- [ZADANIE DO WYKONANIA]:
Czy możesz zmienić wiersze od wiersza z „# test: pin the white teeth, one” do wiersza z „point(315, 121)” włącznie, wstawiając „front teeth” w miejsce „white teeth” i nie ruszając niczego poza tym? Podaj tylko te wiersze.

- [REKORDY DO ZADANIA]:
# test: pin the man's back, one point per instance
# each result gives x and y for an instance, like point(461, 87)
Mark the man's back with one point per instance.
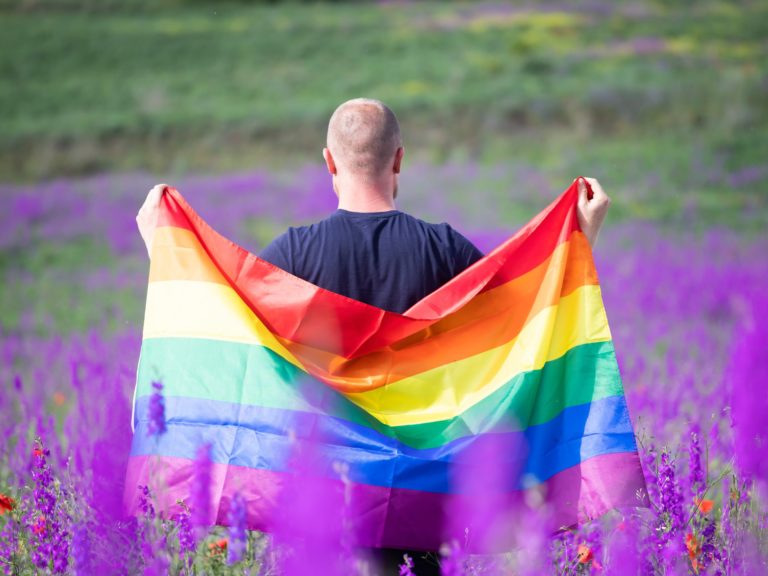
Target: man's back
point(387, 259)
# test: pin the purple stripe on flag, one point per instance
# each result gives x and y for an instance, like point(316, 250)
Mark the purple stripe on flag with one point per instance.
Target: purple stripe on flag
point(380, 516)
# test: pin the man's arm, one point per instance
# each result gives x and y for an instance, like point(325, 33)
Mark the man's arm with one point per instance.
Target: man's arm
point(148, 215)
point(591, 210)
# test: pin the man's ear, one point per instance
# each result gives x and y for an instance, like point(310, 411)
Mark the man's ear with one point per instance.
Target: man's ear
point(398, 159)
point(329, 161)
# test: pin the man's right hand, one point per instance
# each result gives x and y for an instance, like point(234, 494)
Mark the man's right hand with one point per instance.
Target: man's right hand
point(591, 210)
point(148, 215)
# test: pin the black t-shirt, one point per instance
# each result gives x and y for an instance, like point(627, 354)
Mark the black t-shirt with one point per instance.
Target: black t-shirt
point(388, 259)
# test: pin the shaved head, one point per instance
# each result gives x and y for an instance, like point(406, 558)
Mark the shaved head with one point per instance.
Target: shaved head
point(363, 136)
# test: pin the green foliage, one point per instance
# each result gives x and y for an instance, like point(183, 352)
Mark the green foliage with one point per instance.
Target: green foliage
point(142, 84)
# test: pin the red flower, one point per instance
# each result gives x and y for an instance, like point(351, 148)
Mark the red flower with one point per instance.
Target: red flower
point(692, 543)
point(6, 503)
point(584, 553)
point(218, 547)
point(39, 526)
point(704, 506)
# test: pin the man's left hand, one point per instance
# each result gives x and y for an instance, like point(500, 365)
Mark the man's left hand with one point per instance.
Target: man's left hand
point(591, 210)
point(148, 215)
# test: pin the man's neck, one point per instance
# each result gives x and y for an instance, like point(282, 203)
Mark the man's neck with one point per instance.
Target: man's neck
point(362, 199)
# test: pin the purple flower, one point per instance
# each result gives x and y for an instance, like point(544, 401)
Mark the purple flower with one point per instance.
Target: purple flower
point(45, 523)
point(81, 550)
point(747, 374)
point(238, 537)
point(145, 503)
point(695, 472)
point(406, 568)
point(187, 541)
point(156, 426)
point(453, 559)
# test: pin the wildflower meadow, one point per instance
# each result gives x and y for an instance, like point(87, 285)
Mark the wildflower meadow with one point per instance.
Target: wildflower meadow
point(621, 91)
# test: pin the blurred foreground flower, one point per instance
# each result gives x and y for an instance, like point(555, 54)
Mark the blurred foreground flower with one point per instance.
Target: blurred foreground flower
point(6, 503)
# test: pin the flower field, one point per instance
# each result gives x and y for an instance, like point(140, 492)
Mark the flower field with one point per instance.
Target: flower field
point(687, 310)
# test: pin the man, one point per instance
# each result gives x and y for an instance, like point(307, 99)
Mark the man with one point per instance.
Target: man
point(368, 250)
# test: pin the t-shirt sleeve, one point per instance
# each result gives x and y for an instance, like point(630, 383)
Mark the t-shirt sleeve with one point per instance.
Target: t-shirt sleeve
point(465, 253)
point(278, 252)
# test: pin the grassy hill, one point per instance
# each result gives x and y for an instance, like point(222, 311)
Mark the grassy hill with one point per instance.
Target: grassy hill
point(94, 86)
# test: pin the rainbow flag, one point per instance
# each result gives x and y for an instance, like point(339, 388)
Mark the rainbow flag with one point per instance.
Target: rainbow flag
point(255, 362)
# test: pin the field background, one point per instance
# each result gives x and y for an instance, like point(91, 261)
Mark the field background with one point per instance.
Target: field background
point(501, 105)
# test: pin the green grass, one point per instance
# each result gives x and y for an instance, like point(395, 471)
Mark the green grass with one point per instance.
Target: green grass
point(222, 85)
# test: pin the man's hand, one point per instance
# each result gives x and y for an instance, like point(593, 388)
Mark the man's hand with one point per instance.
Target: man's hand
point(591, 210)
point(148, 215)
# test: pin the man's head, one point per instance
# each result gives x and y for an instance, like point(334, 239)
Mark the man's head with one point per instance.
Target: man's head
point(363, 141)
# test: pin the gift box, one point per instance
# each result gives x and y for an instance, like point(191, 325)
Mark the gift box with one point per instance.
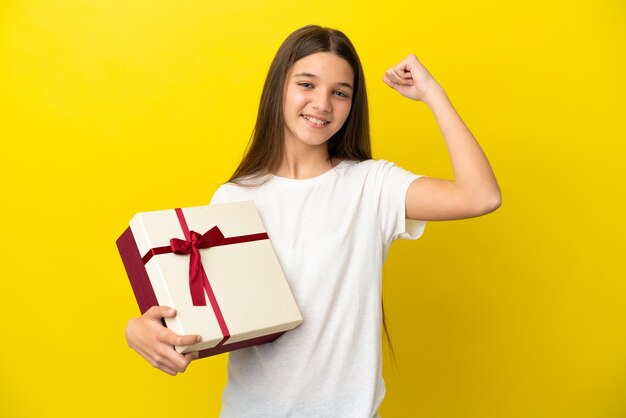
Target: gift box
point(216, 266)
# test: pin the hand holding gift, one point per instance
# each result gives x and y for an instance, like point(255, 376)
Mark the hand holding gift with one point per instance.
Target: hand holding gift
point(215, 267)
point(154, 342)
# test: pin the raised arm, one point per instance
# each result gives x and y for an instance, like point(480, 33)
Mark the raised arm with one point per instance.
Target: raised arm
point(474, 190)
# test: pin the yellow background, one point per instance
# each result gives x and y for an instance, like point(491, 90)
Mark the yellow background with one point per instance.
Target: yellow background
point(113, 107)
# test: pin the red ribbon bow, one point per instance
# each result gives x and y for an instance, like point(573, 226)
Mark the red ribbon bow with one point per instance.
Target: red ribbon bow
point(198, 280)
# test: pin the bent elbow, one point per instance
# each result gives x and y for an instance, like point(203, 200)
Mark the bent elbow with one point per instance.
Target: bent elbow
point(492, 203)
point(487, 204)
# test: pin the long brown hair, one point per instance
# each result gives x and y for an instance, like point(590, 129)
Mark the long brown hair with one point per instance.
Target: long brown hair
point(266, 146)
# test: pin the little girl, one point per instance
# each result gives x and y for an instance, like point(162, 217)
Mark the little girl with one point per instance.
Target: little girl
point(332, 212)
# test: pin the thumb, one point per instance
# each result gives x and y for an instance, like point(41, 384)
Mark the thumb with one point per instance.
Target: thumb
point(158, 312)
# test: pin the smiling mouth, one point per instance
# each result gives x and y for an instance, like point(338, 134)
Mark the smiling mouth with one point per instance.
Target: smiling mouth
point(316, 121)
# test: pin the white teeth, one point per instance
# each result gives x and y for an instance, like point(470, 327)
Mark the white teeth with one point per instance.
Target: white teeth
point(315, 121)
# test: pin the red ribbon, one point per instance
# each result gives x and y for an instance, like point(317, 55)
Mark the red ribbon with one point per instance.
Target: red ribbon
point(198, 280)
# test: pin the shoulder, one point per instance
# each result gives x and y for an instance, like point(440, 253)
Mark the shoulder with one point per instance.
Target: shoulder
point(367, 166)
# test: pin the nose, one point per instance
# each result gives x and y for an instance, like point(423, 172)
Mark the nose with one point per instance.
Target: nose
point(321, 102)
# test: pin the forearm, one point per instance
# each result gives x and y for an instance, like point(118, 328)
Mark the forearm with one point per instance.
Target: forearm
point(474, 179)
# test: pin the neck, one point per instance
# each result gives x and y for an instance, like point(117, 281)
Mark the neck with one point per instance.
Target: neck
point(301, 161)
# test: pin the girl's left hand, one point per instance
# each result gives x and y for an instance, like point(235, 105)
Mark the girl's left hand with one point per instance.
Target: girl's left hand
point(410, 78)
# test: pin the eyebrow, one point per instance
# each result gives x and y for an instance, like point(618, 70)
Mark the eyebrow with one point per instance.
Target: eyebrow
point(310, 75)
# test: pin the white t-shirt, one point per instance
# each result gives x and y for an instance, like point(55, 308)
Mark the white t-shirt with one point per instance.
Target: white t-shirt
point(331, 234)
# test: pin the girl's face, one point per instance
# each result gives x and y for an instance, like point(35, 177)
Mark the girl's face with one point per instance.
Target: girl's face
point(318, 97)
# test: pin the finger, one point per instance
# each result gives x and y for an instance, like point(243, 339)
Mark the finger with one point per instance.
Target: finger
point(169, 337)
point(404, 77)
point(396, 78)
point(158, 312)
point(165, 357)
point(195, 355)
point(390, 74)
point(402, 71)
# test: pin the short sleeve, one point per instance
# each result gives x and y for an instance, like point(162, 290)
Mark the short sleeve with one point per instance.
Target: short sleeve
point(394, 183)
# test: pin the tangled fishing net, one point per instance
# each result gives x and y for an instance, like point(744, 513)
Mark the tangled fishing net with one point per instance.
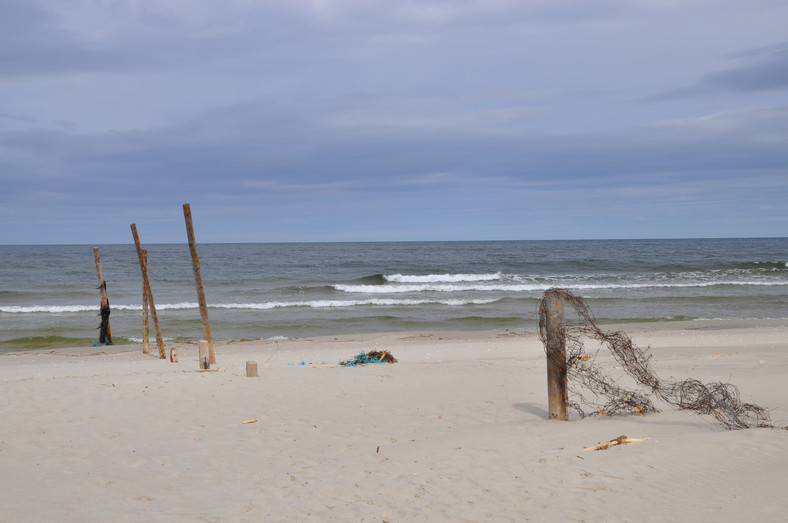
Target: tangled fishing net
point(594, 388)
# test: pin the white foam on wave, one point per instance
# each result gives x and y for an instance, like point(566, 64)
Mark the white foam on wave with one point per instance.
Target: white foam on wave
point(441, 278)
point(437, 287)
point(319, 304)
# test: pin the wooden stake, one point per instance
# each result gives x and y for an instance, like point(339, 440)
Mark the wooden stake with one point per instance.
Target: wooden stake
point(205, 361)
point(555, 347)
point(147, 290)
point(103, 289)
point(145, 327)
point(206, 325)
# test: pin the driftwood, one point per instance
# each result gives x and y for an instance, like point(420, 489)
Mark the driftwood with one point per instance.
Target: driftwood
point(621, 440)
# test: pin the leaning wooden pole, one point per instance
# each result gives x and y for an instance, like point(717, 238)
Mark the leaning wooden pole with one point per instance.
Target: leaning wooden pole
point(104, 301)
point(206, 325)
point(555, 346)
point(147, 290)
point(145, 324)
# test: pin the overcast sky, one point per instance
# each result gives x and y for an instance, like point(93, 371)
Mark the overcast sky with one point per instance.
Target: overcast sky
point(365, 120)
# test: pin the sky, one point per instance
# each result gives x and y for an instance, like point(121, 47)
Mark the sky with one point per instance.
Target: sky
point(392, 120)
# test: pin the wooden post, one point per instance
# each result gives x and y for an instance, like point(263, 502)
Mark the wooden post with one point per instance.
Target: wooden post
point(555, 347)
point(206, 325)
point(145, 327)
point(103, 289)
point(205, 360)
point(147, 290)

- [WYNIK ZADANIA]:
# test: pin the front teeth, one point per instance
# each result gives x and y for an instance, like point(470, 327)
Mark the front teeth with one point per instance.
Target: front teeth
point(315, 121)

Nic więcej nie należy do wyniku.